(Labeling and segmentation records)
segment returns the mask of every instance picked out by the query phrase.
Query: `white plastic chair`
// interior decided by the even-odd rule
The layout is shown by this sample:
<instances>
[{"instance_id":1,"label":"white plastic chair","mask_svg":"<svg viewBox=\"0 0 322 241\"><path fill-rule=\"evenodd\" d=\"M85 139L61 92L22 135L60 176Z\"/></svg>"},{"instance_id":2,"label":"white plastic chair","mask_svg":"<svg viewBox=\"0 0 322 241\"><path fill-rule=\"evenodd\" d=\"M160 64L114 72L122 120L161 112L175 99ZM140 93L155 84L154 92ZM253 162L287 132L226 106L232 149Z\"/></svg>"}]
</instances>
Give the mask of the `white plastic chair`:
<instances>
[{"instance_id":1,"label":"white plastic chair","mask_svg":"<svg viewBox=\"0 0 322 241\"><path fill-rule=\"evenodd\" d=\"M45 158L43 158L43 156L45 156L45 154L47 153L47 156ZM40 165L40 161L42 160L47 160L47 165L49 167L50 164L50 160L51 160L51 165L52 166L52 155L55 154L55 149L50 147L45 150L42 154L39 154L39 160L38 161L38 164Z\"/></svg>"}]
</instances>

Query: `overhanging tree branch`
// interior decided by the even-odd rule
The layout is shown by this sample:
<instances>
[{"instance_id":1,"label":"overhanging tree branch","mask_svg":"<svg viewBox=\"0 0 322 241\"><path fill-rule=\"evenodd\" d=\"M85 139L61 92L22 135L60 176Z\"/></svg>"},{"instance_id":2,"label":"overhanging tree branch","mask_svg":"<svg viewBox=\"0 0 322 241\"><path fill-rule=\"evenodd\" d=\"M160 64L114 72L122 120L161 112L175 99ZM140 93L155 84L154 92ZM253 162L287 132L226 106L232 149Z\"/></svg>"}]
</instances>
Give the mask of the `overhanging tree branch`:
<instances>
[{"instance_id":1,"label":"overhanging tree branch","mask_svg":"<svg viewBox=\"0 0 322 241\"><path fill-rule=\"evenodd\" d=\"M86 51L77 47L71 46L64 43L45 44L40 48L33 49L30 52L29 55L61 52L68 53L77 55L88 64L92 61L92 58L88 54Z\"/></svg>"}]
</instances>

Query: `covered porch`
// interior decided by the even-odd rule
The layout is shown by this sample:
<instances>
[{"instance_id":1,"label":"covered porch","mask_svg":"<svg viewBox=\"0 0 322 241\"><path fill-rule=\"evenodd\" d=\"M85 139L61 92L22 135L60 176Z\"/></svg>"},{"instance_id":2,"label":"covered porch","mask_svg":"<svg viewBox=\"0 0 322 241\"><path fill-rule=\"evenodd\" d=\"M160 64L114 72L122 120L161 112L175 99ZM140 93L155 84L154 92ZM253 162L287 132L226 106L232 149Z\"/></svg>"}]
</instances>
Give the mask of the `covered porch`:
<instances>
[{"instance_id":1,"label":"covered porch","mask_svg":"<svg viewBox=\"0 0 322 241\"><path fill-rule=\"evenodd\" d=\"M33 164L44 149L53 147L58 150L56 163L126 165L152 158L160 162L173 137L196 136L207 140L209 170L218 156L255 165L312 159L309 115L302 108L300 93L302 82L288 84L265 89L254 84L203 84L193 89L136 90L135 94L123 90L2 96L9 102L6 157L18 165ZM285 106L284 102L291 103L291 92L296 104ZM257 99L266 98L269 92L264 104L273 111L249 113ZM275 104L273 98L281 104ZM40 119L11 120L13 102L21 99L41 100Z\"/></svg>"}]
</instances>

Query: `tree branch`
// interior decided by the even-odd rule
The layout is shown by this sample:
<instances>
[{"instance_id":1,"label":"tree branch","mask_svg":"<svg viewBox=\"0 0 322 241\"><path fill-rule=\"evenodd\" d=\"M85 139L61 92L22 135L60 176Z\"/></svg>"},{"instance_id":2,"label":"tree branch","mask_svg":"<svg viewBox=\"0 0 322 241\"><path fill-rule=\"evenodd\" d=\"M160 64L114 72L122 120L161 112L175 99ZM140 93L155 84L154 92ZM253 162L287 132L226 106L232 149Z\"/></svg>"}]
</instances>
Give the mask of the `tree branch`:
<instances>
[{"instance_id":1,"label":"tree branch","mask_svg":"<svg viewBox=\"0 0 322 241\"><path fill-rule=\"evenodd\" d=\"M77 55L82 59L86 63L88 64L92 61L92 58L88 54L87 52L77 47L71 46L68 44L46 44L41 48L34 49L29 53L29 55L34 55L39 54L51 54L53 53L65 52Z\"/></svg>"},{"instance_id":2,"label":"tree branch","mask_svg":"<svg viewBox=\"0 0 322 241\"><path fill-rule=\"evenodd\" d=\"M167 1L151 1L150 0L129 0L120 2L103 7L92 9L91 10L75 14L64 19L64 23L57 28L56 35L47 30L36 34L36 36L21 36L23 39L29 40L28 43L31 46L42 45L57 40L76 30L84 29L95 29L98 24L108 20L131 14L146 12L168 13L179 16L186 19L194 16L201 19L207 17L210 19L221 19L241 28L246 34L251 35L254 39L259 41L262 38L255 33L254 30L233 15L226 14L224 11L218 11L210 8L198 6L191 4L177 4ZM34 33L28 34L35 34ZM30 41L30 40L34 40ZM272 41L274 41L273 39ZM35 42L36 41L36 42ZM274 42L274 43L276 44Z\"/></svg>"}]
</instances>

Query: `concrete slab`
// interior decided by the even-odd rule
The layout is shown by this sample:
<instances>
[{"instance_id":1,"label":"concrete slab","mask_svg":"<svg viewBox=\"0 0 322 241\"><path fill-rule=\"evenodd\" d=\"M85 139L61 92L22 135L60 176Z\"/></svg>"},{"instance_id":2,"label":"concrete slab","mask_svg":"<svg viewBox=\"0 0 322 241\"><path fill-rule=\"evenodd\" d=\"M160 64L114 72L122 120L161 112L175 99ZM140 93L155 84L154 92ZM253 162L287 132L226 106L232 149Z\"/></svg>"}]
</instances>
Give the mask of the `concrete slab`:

» Objective
Using the data above, repeat every line exactly.

» Solution for this problem
segment returns the mask of every instance picked out by the query phrase.
Query: `white plastic chair`
// interior decided by the even-odd rule
The layout is shown by this sample:
<instances>
[{"instance_id":1,"label":"white plastic chair","mask_svg":"<svg viewBox=\"0 0 322 241\"><path fill-rule=\"evenodd\" d=\"M85 139L61 92L22 135L60 176Z\"/></svg>"},{"instance_id":2,"label":"white plastic chair","mask_svg":"<svg viewBox=\"0 0 322 241\"><path fill-rule=\"evenodd\" d=\"M160 64L114 72L122 120L161 112L175 99ZM140 93L155 84L154 92ZM253 162L287 132L226 106L232 149Z\"/></svg>"}]
</instances>
Give the mask of the `white plastic chair`:
<instances>
[{"instance_id":1,"label":"white plastic chair","mask_svg":"<svg viewBox=\"0 0 322 241\"><path fill-rule=\"evenodd\" d=\"M45 158L43 158L43 156L45 156L45 154L47 153L47 156ZM40 165L40 161L42 160L47 160L47 165L49 167L50 164L50 160L51 160L51 165L52 166L52 155L55 154L55 149L50 147L45 150L42 154L39 154L39 160L38 161L38 164Z\"/></svg>"}]
</instances>

Query: `overhanging tree branch`
// interior decided by the even-odd rule
The layout is shown by this sample:
<instances>
[{"instance_id":1,"label":"overhanging tree branch","mask_svg":"<svg viewBox=\"0 0 322 241\"><path fill-rule=\"evenodd\" d=\"M85 139L61 92L22 135L60 176Z\"/></svg>"},{"instance_id":2,"label":"overhanging tree branch","mask_svg":"<svg viewBox=\"0 0 322 241\"><path fill-rule=\"evenodd\" d=\"M160 64L114 72L122 120L161 112L175 99ZM140 93L155 84L154 92ZM253 162L287 132L226 106L232 149Z\"/></svg>"}]
</instances>
Give the mask of the `overhanging tree branch`:
<instances>
[{"instance_id":1,"label":"overhanging tree branch","mask_svg":"<svg viewBox=\"0 0 322 241\"><path fill-rule=\"evenodd\" d=\"M86 51L77 47L71 46L64 43L45 44L40 48L33 49L30 52L29 55L61 52L68 53L77 55L88 64L92 61L92 58L88 54Z\"/></svg>"}]
</instances>

Query: `covered porch`
// interior decided by the even-odd rule
The layout is shown by this sample:
<instances>
[{"instance_id":1,"label":"covered porch","mask_svg":"<svg viewBox=\"0 0 322 241\"><path fill-rule=\"evenodd\" d=\"M85 139L61 92L22 135L60 176Z\"/></svg>"},{"instance_id":2,"label":"covered porch","mask_svg":"<svg viewBox=\"0 0 322 241\"><path fill-rule=\"evenodd\" d=\"M160 64L114 72L122 120L161 112L175 99ZM140 93L155 84L154 92ZM253 162L287 132L226 106L232 149Z\"/></svg>"}]
</instances>
Give the mask of the `covered porch`:
<instances>
[{"instance_id":1,"label":"covered porch","mask_svg":"<svg viewBox=\"0 0 322 241\"><path fill-rule=\"evenodd\" d=\"M33 164L44 149L53 147L58 150L56 163L126 165L152 158L160 162L173 137L196 136L207 140L209 170L218 156L255 165L312 159L309 115L302 108L300 93L302 82L288 84L265 89L254 84L203 84L193 89L136 90L135 94L123 90L2 96L9 102L6 157L18 165ZM285 106L284 102L291 103L291 92L296 104ZM257 99L266 98L269 92L264 104L273 111L249 113ZM275 104L273 98L281 104ZM40 119L11 120L13 102L21 99L41 100Z\"/></svg>"}]
</instances>

Query: `tree branch`
// interior decided by the even-odd rule
The layout is shown by this sample:
<instances>
[{"instance_id":1,"label":"tree branch","mask_svg":"<svg viewBox=\"0 0 322 241\"><path fill-rule=\"evenodd\" d=\"M85 139L61 92L22 135L60 176Z\"/></svg>"},{"instance_id":2,"label":"tree branch","mask_svg":"<svg viewBox=\"0 0 322 241\"><path fill-rule=\"evenodd\" d=\"M160 64L114 72L122 120L161 112L175 99ZM140 93L155 84L154 92ZM253 162L287 132L226 106L232 149Z\"/></svg>"}]
</instances>
Give the mask of the `tree branch`:
<instances>
[{"instance_id":1,"label":"tree branch","mask_svg":"<svg viewBox=\"0 0 322 241\"><path fill-rule=\"evenodd\" d=\"M77 55L82 59L86 63L88 64L92 61L92 58L88 54L87 52L77 47L71 46L68 44L46 44L41 48L34 49L29 53L29 55L34 55L39 54L51 54L53 53L65 52Z\"/></svg>"},{"instance_id":2,"label":"tree branch","mask_svg":"<svg viewBox=\"0 0 322 241\"><path fill-rule=\"evenodd\" d=\"M167 1L151 1L150 0L129 0L120 2L103 7L92 9L91 10L75 14L64 19L64 23L57 28L56 35L47 30L36 34L36 36L21 36L23 39L29 40L28 43L31 46L42 45L57 40L76 30L84 29L95 29L98 24L108 20L131 14L146 12L168 13L179 16L186 19L194 16L201 19L207 17L210 19L221 19L241 28L246 34L251 35L254 39L259 41L262 38L255 33L254 30L233 15L226 14L224 11L218 11L210 8L198 6L191 4L177 4ZM34 33L28 34L35 34ZM30 41L30 40L34 40ZM272 41L274 41L273 39ZM35 42L36 41L36 42ZM274 42L274 43L276 44Z\"/></svg>"}]
</instances>

Query: `concrete slab`
// interior decided by the even-odd rule
The layout is shown by this sample:
<instances>
[{"instance_id":1,"label":"concrete slab","mask_svg":"<svg viewBox=\"0 0 322 241\"><path fill-rule=\"evenodd\" d=\"M85 139L61 92L22 135L60 176Z\"/></svg>"},{"instance_id":2,"label":"concrete slab","mask_svg":"<svg viewBox=\"0 0 322 241\"><path fill-rule=\"evenodd\" d=\"M160 64L114 72L122 120L161 112L175 99ZM140 93L155 84L154 92ZM253 162L287 132L226 106L232 149Z\"/></svg>"}]
</instances>
Give the mask of the `concrete slab`:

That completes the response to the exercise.